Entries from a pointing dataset

..............................

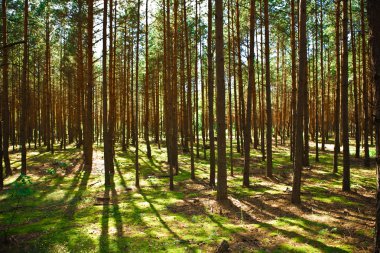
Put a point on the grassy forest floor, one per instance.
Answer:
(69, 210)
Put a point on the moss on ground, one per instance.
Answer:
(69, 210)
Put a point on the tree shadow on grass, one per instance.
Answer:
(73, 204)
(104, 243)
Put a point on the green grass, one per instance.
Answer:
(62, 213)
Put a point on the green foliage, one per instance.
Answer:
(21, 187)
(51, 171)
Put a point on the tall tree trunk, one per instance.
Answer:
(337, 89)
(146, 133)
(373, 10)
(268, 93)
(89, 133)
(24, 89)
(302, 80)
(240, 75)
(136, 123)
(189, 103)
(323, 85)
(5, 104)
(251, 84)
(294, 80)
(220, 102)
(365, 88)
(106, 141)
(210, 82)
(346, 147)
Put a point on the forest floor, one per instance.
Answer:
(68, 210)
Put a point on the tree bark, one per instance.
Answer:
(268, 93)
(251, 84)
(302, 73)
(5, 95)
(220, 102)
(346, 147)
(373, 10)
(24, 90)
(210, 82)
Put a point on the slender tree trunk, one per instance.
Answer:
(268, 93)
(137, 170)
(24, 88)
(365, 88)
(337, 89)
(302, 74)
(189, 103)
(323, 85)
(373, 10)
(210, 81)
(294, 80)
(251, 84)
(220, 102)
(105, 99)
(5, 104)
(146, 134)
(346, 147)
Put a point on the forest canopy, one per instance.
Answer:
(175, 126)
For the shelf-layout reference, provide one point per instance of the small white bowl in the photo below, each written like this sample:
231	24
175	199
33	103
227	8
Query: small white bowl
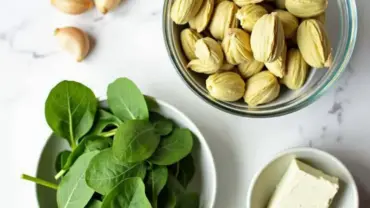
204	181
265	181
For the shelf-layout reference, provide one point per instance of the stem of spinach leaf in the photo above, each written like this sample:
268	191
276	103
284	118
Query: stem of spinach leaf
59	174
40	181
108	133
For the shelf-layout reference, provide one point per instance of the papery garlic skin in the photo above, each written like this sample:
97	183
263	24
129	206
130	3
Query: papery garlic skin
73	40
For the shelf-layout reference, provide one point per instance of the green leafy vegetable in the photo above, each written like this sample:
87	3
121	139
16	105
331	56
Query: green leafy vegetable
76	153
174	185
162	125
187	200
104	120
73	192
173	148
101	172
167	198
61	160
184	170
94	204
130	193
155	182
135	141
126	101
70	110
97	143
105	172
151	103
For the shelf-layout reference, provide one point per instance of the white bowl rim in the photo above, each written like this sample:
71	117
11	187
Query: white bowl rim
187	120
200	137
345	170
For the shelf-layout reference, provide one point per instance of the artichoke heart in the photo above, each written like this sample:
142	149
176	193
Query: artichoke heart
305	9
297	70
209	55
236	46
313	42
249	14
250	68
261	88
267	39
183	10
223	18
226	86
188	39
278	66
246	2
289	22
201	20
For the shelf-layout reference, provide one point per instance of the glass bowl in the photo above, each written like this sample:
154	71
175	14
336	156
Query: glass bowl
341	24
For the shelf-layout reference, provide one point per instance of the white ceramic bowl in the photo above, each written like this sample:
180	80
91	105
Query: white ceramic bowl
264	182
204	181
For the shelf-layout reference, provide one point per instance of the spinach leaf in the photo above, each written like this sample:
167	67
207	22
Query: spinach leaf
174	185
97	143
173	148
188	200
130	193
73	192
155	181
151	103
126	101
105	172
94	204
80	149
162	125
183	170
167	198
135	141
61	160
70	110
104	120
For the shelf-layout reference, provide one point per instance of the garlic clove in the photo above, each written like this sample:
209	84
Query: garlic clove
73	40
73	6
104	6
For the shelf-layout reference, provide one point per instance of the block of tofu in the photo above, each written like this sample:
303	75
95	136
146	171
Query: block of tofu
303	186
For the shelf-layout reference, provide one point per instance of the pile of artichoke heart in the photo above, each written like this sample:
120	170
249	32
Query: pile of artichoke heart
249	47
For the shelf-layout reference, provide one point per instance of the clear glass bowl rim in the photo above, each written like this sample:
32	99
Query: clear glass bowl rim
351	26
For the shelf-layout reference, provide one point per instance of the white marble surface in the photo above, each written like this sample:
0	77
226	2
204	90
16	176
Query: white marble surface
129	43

..............................

Format the lines from the one containing "of the clear" through the end of the records as a JSON list of strings, one string per line, leaving out any blank lines.

§ **Solution to the problem**
[
  "For the shelf-layout reference, provide one point per instance of the clear glass bowl rim in the photo above, each written like this sample:",
  "32\t99",
  "Query: clear glass bowl rim",
  "351\t26",
  "For the shelf-layout reference, provide one point per instance of the white marble surface in the photo above, each written like this sample:",
  "0\t77",
  "226\t2",
  "204\t90",
  "16\t176",
  "Query: white marble surface",
  "129\t43"
]